AIM OF THE EXERCISE:
Below are the records; count how many of their lines contain the word "just" and give that number only.

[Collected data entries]
-*-*-

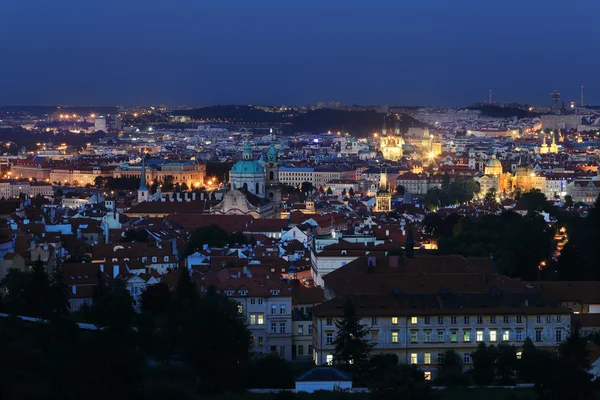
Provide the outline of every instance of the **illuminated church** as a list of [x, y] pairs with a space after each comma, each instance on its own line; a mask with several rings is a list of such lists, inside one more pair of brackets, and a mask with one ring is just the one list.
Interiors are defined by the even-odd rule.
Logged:
[[379, 151], [383, 154], [383, 158], [390, 161], [398, 161], [402, 158], [402, 145], [404, 139], [400, 136], [400, 129], [396, 129], [393, 134], [387, 134], [387, 130], [384, 128], [381, 131], [381, 138], [379, 139]]

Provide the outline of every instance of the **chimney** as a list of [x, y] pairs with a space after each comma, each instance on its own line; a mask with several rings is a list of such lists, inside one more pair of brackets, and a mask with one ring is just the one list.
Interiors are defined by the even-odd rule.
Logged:
[[248, 266], [244, 265], [242, 267], [242, 272], [243, 272], [244, 276], [248, 276]]
[[390, 256], [388, 262], [390, 268], [398, 268], [398, 256]]
[[390, 236], [390, 230], [389, 229], [385, 230], [385, 236]]
[[81, 239], [81, 229], [77, 228], [77, 239]]
[[177, 192], [177, 202], [179, 203], [181, 201], [181, 193]]
[[113, 265], [113, 279], [115, 279], [117, 276], [119, 276], [119, 266]]
[[108, 244], [108, 224], [104, 224], [104, 244]]
[[529, 307], [529, 300], [525, 300], [525, 307]]
[[77, 294], [77, 286], [71, 286], [71, 290], [73, 291], [73, 294]]
[[196, 201], [196, 192], [192, 193], [192, 201]]
[[183, 199], [184, 199], [185, 201], [190, 201], [190, 200], [188, 199], [188, 192], [185, 192], [185, 193], [183, 194]]
[[204, 200], [204, 192], [200, 192], [200, 200]]
[[242, 277], [242, 273], [241, 273], [241, 271], [238, 271], [238, 278], [241, 278], [241, 277]]
[[100, 272], [104, 272], [104, 264], [100, 264]]
[[267, 279], [271, 279], [271, 276], [270, 276], [270, 275], [266, 275], [265, 277], [266, 277]]

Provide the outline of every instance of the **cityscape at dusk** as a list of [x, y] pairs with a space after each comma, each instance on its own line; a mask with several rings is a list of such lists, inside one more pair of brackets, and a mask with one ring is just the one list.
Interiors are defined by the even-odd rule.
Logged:
[[0, 399], [600, 399], [598, 12], [0, 2]]

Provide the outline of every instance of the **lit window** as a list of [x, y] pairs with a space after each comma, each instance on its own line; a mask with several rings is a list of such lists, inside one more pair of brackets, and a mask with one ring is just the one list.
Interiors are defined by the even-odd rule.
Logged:
[[262, 314], [250, 314], [250, 325], [262, 325], [265, 323]]
[[431, 342], [431, 331], [425, 331], [423, 332], [423, 341], [424, 342]]
[[271, 322], [271, 333], [277, 333], [277, 324], [275, 322]]
[[546, 322], [547, 323], [551, 323], [552, 322], [552, 315], [546, 315]]
[[410, 342], [411, 343], [417, 343], [419, 341], [417, 334], [418, 334], [417, 331], [410, 331]]
[[371, 331], [371, 340], [377, 341], [379, 339], [379, 331]]
[[521, 315], [517, 315], [517, 324], [520, 324], [523, 322], [523, 317]]
[[471, 331], [464, 331], [463, 332], [463, 342], [470, 342], [471, 341]]
[[431, 317], [425, 317], [425, 325], [431, 324]]
[[250, 299], [250, 304], [252, 304], [252, 305], [256, 304], [256, 299]]
[[325, 359], [327, 360], [328, 365], [333, 364], [333, 354], [327, 354], [327, 357], [325, 357]]
[[450, 341], [451, 341], [451, 342], [456, 342], [456, 341], [458, 340], [458, 339], [457, 339], [457, 333], [456, 333], [456, 332], [457, 332], [457, 331], [450, 331]]
[[560, 317], [560, 315], [557, 315], [556, 316], [556, 322], [560, 322], [560, 321], [561, 321], [561, 317]]
[[279, 323], [279, 333], [285, 333], [285, 322]]
[[523, 357], [523, 352], [522, 351], [517, 351], [517, 360], [520, 360], [521, 357]]
[[456, 317], [450, 317], [450, 323], [456, 324]]
[[411, 353], [410, 354], [410, 363], [416, 364], [417, 362], [418, 362], [417, 353]]
[[243, 314], [244, 313], [244, 306], [241, 304], [238, 304], [238, 313]]
[[301, 345], [301, 344], [299, 344], [299, 345], [298, 345], [298, 350], [297, 350], [297, 351], [298, 351], [298, 355], [299, 355], [299, 356], [303, 356], [303, 355], [304, 355], [304, 346], [303, 346], [303, 345]]
[[[483, 331], [482, 330], [477, 330], [475, 331], [475, 335], [477, 336], [477, 341], [478, 342], [483, 342]], [[467, 340], [465, 340], [466, 342]]]
[[279, 314], [285, 314], [285, 304], [279, 306]]
[[444, 325], [444, 317], [438, 317], [438, 324]]
[[398, 343], [399, 337], [398, 331], [392, 331], [392, 343]]
[[444, 331], [437, 331], [437, 341], [438, 343], [444, 342]]
[[277, 306], [275, 304], [273, 304], [271, 306], [271, 315], [275, 315], [277, 314]]
[[505, 315], [504, 317], [502, 317], [502, 322], [504, 322], [505, 324], [508, 324], [508, 315]]
[[304, 335], [304, 325], [298, 325], [298, 335]]
[[371, 318], [371, 325], [377, 325], [377, 318], [376, 317]]
[[562, 329], [557, 329], [556, 330], [556, 341], [562, 342], [562, 337], [563, 337]]
[[522, 341], [523, 340], [523, 331], [518, 330], [516, 336], [517, 336], [517, 342]]
[[411, 323], [412, 325], [416, 325], [416, 324], [418, 323], [418, 319], [417, 319], [417, 317], [410, 317], [410, 323]]
[[392, 325], [398, 325], [398, 317], [392, 317]]
[[510, 340], [510, 329], [505, 329], [502, 331], [502, 340], [505, 342]]
[[495, 323], [496, 323], [496, 316], [495, 316], [495, 315], [492, 315], [492, 316], [490, 317], [490, 324], [495, 324]]
[[425, 371], [425, 372], [423, 372], [423, 376], [425, 377], [426, 381], [430, 381], [431, 380], [431, 372]]
[[444, 363], [444, 353], [438, 353], [438, 355], [437, 355], [437, 363], [438, 364], [443, 364]]
[[477, 316], [477, 323], [478, 324], [483, 324], [483, 317], [481, 315]]
[[263, 304], [263, 299], [258, 299], [258, 304], [262, 305]]
[[542, 323], [542, 316], [541, 315], [536, 316], [535, 322], [537, 322], [538, 324], [541, 324]]
[[308, 325], [308, 334], [312, 335], [312, 324]]
[[259, 336], [259, 337], [258, 337], [258, 347], [263, 347], [263, 344], [264, 344], [264, 343], [263, 343], [263, 340], [264, 340], [264, 339], [263, 339], [263, 337], [262, 337], [262, 336]]
[[425, 353], [423, 357], [424, 364], [431, 364], [431, 353]]
[[333, 318], [327, 318], [327, 325], [333, 325]]
[[496, 330], [492, 329], [490, 330], [490, 342], [495, 342], [496, 341]]
[[535, 330], [535, 341], [536, 342], [541, 342], [542, 341], [542, 330], [541, 329], [536, 329]]
[[471, 317], [469, 317], [468, 315], [464, 317], [464, 322], [465, 324], [470, 324], [471, 323]]

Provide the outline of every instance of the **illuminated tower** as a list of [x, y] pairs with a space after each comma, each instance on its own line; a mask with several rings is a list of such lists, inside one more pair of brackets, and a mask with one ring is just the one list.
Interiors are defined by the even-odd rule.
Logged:
[[142, 156], [142, 173], [140, 174], [140, 187], [137, 191], [138, 203], [148, 200], [150, 196], [150, 190], [148, 189], [148, 183], [146, 182], [146, 155]]
[[552, 111], [558, 110], [558, 101], [560, 100], [560, 93], [558, 93], [556, 90], [550, 93], [550, 100], [552, 101]]
[[377, 191], [375, 211], [389, 212], [392, 209], [392, 194], [389, 191], [387, 184], [387, 172], [381, 170], [379, 178], [379, 190]]

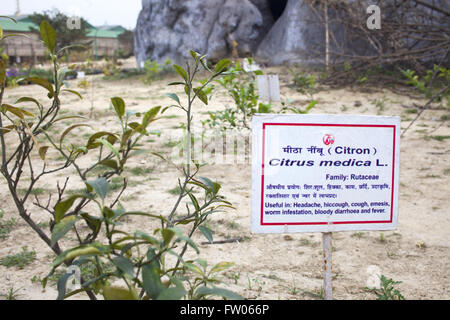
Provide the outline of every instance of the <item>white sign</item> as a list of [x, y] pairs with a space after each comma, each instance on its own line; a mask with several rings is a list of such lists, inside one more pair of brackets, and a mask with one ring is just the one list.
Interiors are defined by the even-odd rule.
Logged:
[[277, 75], [257, 76], [258, 95], [263, 101], [280, 101], [280, 81]]
[[252, 232], [393, 230], [400, 118], [256, 115]]
[[77, 71], [77, 79], [84, 79], [85, 76], [84, 71]]

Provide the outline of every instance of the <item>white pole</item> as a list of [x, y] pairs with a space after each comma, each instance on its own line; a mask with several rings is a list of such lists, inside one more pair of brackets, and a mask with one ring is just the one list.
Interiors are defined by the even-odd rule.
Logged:
[[15, 13], [15, 15], [16, 16], [20, 16], [20, 0], [17, 0], [16, 1], [16, 13]]
[[331, 287], [331, 232], [322, 233], [323, 245], [323, 293], [325, 300], [333, 300]]

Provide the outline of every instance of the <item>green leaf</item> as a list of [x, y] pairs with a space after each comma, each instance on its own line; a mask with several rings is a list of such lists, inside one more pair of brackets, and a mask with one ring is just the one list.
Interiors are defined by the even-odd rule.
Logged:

-*-*-

OUTPUT:
8